**WHAT THE EXERCISE ASKS:** Set the whole listing down again exactly as written.

**DATA TO EXAMINE:**

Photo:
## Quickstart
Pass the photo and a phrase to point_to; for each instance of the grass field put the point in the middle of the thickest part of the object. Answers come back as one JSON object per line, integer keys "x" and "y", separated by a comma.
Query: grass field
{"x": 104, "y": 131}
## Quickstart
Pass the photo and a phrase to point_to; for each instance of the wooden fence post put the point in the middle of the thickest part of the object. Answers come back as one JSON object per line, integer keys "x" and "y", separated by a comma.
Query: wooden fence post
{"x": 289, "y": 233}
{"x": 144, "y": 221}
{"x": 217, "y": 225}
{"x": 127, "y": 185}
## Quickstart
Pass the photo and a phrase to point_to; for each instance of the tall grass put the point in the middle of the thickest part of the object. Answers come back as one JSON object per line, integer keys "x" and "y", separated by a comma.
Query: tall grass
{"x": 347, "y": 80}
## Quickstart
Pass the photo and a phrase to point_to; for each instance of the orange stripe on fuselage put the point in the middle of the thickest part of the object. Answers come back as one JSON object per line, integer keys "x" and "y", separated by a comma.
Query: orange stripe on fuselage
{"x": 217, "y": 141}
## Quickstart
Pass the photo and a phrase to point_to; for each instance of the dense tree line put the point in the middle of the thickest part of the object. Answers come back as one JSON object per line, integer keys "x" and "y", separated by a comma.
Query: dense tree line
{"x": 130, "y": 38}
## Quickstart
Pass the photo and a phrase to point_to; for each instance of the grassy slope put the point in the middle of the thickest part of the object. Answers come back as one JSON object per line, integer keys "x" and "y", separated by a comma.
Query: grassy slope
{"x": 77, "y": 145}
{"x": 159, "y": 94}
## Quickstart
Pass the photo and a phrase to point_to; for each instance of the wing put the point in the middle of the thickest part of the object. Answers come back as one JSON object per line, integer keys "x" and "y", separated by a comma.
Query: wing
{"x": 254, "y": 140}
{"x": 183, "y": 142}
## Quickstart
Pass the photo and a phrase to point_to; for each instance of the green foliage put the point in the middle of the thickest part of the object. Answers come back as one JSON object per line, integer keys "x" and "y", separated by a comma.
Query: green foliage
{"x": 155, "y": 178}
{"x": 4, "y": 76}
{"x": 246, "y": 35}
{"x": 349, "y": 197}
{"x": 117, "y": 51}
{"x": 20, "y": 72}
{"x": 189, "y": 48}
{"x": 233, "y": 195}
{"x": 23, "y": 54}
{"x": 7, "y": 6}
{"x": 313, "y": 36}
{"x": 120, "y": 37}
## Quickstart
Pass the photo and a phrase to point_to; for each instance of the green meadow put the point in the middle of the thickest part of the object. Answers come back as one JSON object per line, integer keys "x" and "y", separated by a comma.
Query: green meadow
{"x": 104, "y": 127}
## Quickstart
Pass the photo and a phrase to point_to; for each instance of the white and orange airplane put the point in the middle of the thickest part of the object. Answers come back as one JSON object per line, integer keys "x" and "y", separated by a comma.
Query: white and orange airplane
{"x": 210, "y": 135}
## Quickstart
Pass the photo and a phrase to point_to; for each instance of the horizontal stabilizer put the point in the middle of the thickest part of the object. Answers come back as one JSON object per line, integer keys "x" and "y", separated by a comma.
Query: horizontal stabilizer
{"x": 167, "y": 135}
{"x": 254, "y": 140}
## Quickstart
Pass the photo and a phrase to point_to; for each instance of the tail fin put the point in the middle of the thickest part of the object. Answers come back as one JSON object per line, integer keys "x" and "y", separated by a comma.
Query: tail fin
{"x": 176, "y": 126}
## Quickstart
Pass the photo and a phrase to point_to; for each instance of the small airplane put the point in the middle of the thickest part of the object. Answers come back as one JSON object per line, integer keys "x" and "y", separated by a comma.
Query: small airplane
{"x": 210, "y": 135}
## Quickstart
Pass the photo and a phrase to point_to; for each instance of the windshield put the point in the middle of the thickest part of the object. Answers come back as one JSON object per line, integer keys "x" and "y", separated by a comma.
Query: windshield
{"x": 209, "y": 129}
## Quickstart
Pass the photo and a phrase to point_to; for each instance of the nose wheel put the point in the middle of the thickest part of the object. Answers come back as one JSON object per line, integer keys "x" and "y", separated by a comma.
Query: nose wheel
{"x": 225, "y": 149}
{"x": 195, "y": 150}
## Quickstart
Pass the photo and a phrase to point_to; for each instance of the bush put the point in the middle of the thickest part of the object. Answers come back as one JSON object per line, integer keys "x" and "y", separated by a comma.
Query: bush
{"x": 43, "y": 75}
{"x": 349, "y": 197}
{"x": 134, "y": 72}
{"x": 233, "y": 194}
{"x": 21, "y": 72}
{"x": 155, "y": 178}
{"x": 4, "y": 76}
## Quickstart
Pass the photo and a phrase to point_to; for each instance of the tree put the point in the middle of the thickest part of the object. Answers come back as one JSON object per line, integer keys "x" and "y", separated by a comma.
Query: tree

**SOLUTION TO THIS TASK:**
Photo:
## Quickstart
Pass the photo and a phrase to point_to; for each instance of the grass field put the point in the middle of the thickest part of the object. Answers come back as one JSON object per line, integer keys "x" and "y", separated by a comma.
Query: grass field
{"x": 104, "y": 131}
## Quickstart
Pass the photo and a phrase to point_to; for each instance of the wooden fence post put the point in the middle of the thickest part of the object. Answers come back as one JSON object per line, integer keys "x" and "y", separated by a comma.
Query: wooden fence post
{"x": 289, "y": 233}
{"x": 144, "y": 221}
{"x": 217, "y": 225}
{"x": 127, "y": 185}
## Quickstart
Pass the photo and a phrase to point_to; for each instance of the tall grass put the point in the middle of the thickest part of the object. Answers come back as one JSON object per line, integer keys "x" and "y", separated by a comma.
Query: tall grass
{"x": 347, "y": 80}
## Quickstart
Pass the photo and a phrase to point_to; for each instance of the orange stripe on fuselage put the point in the middle of the thickest part of the object. Answers come back as one JSON object per line, integer keys "x" and "y", separated by a comma.
Query: orange stripe on fuselage
{"x": 217, "y": 141}
## Quickstart
Pass the photo and a phrase to point_to; for each instance of the dense tree line put the point in the middle of the thickest part of the object. Answers come back as one JSON object per line, integer keys "x" and "y", separated by a comma.
Query: dense tree line
{"x": 130, "y": 38}
## Quickstart
Pass the photo and a phrase to point_to; for each instance of the grassy slope put the point in the middle of the thickest part of the object. Answers come back as one JSON object per line, integer keys "x" and "y", separated by a comma.
Query: grassy slope
{"x": 77, "y": 145}
{"x": 159, "y": 94}
## Quickstart
Pass the photo and a phrase to point_to; for each instance of the wing put the point in the middle of the thickest part of the object. Answers come back as one JSON object per line, integer keys "x" and "y", separated by a comma.
Query: wing
{"x": 254, "y": 140}
{"x": 183, "y": 142}
## Quickstart
Pass the photo and a phrase to point_to; for each instance of the green foliage put the point in the middle of the thickest part of the object. Answers come back as one JSON object per line, integer keys "x" and "y", separated by a comma.
Query: green foliage
{"x": 155, "y": 178}
{"x": 4, "y": 76}
{"x": 246, "y": 35}
{"x": 349, "y": 197}
{"x": 117, "y": 51}
{"x": 20, "y": 72}
{"x": 189, "y": 48}
{"x": 233, "y": 195}
{"x": 23, "y": 54}
{"x": 7, "y": 6}
{"x": 313, "y": 36}
{"x": 120, "y": 37}
## Quickstart
Pass the photo and a phrase to point_to; for each instance of the green meadow put the point in the middle of the thickest part of the object. Answers come back as one JSON object per line, integer keys "x" and "y", separated by a comma.
Query: green meadow
{"x": 104, "y": 127}
## Quickstart
Pass the photo and a phrase to point_to; for each instance of the white and orange airplane put the point in the middle of the thickest part of the object. Answers come back as one JSON object per line, integer keys "x" and "y", separated by a comma.
Query: white and orange airplane
{"x": 210, "y": 135}
## Quickstart
Pass the photo and a phrase to point_to; for each instance of the horizontal stabilizer put the point in the middle of the thickest part of the object. Answers come back as one JSON object per line, integer keys "x" and "y", separated by a comma.
Query: horizontal stabilizer
{"x": 167, "y": 135}
{"x": 254, "y": 140}
## Quickstart
Pass the photo and a phrase to point_to; for each instance of the tail fin put the point in the middle of the thickest part of the object. Answers come back as one JSON object per line, integer keys "x" and "y", separated by a comma.
Query: tail fin
{"x": 176, "y": 126}
## Quickstart
Pass the photo and a phrase to point_to; for each instance of the small airplane put the point in the middle of the thickest part of the object. Answers come back as one JSON object per line, integer keys "x" and "y", separated by a comma.
Query: small airplane
{"x": 210, "y": 135}
## Quickstart
Pass the photo and a phrase to point_to; for each instance of the windshield put the point in the middle of the thickest part of the object. Answers come back as one JSON object per line, integer keys "x" and "y", separated by a comma.
Query: windshield
{"x": 209, "y": 129}
## Quickstart
Pass the photo and a phrase to point_to; for each instance of the nose wheel put the point in the middle of the thickest part of the object. Answers come back as one JSON object per line, integer keys "x" and "y", separated by a comma.
Query: nose wheel
{"x": 225, "y": 149}
{"x": 195, "y": 150}
## Quickstart
Pass the photo and a phrase to point_to; for each instance of the bush put the point in the middle of the thickest part of the object. Answers come back as one JSON object per line, integer keys "x" and "y", separated by a comma.
Query: bush
{"x": 43, "y": 75}
{"x": 349, "y": 197}
{"x": 134, "y": 72}
{"x": 233, "y": 194}
{"x": 21, "y": 72}
{"x": 155, "y": 178}
{"x": 4, "y": 76}
## Quickstart
Pass the photo and a phrase to point_to; for each instance of the tree put the point in the middle of the thickest part of the object. Answers come back as one JSON object per line, integer keys "x" and "y", separated by a comma.
Query: tree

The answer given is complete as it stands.